This Banyan Is Just Too Heavy


This Banyan Is Just Too Heavy

If I had eight hours to chop down a tree, I’d spend six sharpening my axe- Abraham Lincoln

Governor Raghuram Rajan of the RBI cannot seem to resist efforts to enlarge his essentially regulatory role. He aspires to be nothing less than a policy-setter for the Modi Government.

Some of his prescriptions, however, are palatable enough. He calls for more tax sops for the middle class to boost the saving’s rate. He also points out that the tax concessions, given in the past, were not indexed for inflation, and have quickly proved to be inadequate. This is equally true of the tax rates, which are absolute, except for exemptions.

Rajan advises the Modi Government to remember that the ‘Make in India’ campaign cannot take off without infrastructure and taxation reliefs. Rajan is right; even if he chooses to state the obvious. He cautions the Government against adopting a China style export oriented campaign. But this is not the Prime Minister’s emphasis. Modi  hopes a proportion of what is made here, if it is state-of-the art, and not the sorry ‘import substitution’ effort alluded to by the RBI Governor, will surely be exported. This is by way of an additional benefit to the country, not a primary objective. Of course, with the West being in the doldrums currently, they may not prove be the actual export markets at all.

Modi’s purpose however  with the ‘Make in India’ call is to attract much needed foreign investment, boost the GDP share of the manufacturing sector, and to provide greater number of jobs to our youth.
For example, when the Russians start making their estimated $3 billion worth of joint venture factory to produce helicopters in India; the majority of the choppers will be absorbed by the Indian Armed, Para-military and Police Forces. Some will certainly go into the corporate ends of  ‘Civvy Street’. But a number, in addition, could well find buyers abroad; just as cars made in India by international marques have done.

Governor Rajan also suggested that to emphasise the manufacturing sector over other ones may result in imbalances. Again, he must understand that the Modi government expects to proceed on multiple fronts simultaneously. And to emphasise any one of them, is not intended to be at the expense of another.    

Given the faltering  statistics, despite a drastic fall in oil prices, a ramp-up in dwindling manufacturing activity is crucial. The latest IIP (Index of Industrial Production), number is at it worst in 3 years. Manufacturing has contracted by a whopping 4.2% in October.

Will Rajan cut rates now?  Curiously, it is not likely. He says that, by themselves,  rate cuts will not restart the investment cycle. But it will certainly help sentiment. Talk of it being too soon as inflation may spike again, strike many as a bogus argument. Particularly, since October 2014 data shows  the CPI (Consumer Price Index), has eased to 4.38%; well below Rajan’s earlier target of 6% for January 2016!

TASKS TO COMPLETE:
1. For each statement, answer yes or no according to the Rajan article, and quote the words from the article that decide it.
(a) Manufacturing contracted by 4.2% in October.
(b) Rajan holds that rate cuts alone will restart the investment cycle.
(c) Exports are the primary objective of the 'Make in India' call.
2. Answer these questions from the Rajan article:
(a) What is the estimated worth of the Russian joint venture helicopter factory?
(b) To what figure had the CPI eased, according to the October 2014 data?
(c) In the quotation at the top, how many of the eight hours would go to sharpening the axe?
3. Write the next part of the Rajan article, beginning after its last sentence.
The lines that come after the Rajan article have nothing to do with it.

DATASET ENTRIES:
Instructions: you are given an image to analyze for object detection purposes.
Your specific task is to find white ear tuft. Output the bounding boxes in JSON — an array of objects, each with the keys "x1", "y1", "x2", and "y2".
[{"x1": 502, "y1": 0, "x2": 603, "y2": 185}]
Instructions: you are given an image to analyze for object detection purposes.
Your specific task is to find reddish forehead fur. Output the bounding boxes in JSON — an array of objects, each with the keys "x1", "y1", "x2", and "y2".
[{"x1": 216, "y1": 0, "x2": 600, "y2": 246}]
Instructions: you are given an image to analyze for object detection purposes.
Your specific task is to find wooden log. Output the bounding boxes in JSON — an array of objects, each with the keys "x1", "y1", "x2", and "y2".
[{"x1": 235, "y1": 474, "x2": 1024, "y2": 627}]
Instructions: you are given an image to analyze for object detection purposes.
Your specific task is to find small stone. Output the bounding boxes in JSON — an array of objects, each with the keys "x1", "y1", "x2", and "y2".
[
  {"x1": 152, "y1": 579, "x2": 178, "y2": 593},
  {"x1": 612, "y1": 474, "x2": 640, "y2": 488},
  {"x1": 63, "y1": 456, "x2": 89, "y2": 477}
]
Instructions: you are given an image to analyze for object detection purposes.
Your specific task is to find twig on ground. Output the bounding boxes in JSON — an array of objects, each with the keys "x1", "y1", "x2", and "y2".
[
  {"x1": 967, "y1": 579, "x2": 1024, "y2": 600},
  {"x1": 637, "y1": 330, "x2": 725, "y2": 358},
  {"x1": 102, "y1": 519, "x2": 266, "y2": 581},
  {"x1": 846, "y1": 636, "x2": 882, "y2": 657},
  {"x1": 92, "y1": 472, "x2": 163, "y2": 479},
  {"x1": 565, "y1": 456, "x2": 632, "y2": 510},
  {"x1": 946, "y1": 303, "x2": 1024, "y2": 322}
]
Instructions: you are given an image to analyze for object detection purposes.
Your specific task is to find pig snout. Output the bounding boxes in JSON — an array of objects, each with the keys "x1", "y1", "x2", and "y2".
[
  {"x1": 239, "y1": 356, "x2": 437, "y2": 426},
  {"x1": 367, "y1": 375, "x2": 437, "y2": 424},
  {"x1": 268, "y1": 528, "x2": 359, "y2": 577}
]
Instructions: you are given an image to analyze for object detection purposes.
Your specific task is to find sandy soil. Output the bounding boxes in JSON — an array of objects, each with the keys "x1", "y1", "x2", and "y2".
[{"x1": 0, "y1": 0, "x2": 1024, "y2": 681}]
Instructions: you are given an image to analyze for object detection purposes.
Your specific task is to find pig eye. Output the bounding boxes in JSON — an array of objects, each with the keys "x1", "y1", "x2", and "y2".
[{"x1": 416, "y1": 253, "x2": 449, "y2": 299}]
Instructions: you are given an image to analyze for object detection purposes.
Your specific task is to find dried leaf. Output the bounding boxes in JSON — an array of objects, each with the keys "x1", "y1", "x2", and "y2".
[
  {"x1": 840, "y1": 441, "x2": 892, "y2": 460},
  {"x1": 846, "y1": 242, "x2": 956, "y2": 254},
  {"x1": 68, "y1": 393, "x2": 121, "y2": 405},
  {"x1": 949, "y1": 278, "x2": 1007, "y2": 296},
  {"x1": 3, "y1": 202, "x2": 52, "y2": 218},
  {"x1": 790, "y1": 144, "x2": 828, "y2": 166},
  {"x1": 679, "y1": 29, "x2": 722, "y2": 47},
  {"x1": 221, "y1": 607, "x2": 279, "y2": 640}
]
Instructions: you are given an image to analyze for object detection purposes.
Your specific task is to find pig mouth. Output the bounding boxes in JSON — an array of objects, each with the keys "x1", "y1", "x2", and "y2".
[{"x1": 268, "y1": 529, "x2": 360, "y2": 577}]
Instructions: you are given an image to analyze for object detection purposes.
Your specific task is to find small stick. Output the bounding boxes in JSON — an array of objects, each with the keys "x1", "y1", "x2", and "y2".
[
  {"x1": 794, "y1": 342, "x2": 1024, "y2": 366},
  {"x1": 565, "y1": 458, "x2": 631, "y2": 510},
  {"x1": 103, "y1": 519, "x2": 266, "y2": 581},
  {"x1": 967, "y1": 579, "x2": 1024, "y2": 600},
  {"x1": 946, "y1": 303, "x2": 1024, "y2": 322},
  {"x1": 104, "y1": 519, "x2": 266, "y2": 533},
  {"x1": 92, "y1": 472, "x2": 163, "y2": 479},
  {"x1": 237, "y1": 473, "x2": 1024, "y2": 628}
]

EXPECTED RESULTS:
1.
(a) Yes: "Manufacturing has contracted by a whopping 4.2% in October."
(b) No: "rate cuts will not restart the investment cycle"
(c) No: "This is by way of an additional benefit to the country, not a primary objective."

2.
(a) $3 billion
(b) 4.38%
(c) Six

3.
He may have a point on excessive taxation and poor infrastructure though.  And other commentators too, like Pratap Bhanu Mehta, are also complaining that the Government is not working to a plan. To others, the plan is to build massive infrastructure, Chinese-style, using foreign investment from a host of countries including Japan, Russia, the US, Australia, France, Israel and others. President Vladimir Putin’s other recent offer to build 12 new nuclear reactors, with their parts and componentry to be also manufactured in India, is illustrative of this.   

The larger, far more sinister problem is that India runs a very expensive administration. This could prove disastrous in the long run. It destroyed a financially top heavy and once mighty USSR. Our taxes, GST bill notwithstanding, are running away with us. The fundamental question remains: why does India need such a high direct and indirect tax structure?  

In reality, a major chunk, if not all of the Government’s raised taxes, goes to cover just a part of the salaries and expenses of the enormous sarkari set-up. Governments may come and Governments may go, but none seem to get any leaner or more frugal. 

This high tax regime may be  the single greatest disincentive to the ‘Make in India’ campaign.  
 And as for export driven growth, our moment may indeed have passed. But Asian giants like Japan and China used this very route, rising like the Phoenix from the ashes of war and colonial exploitation. They added enormous wealth to their economies; but not without an incredible amount of Government support. This came, by way of low or nil taxes, state-of-the-art infrastructure and processes. There were liberal bank credits, loans, technology. There were MFN (Most Favoured Nation) trade protocols.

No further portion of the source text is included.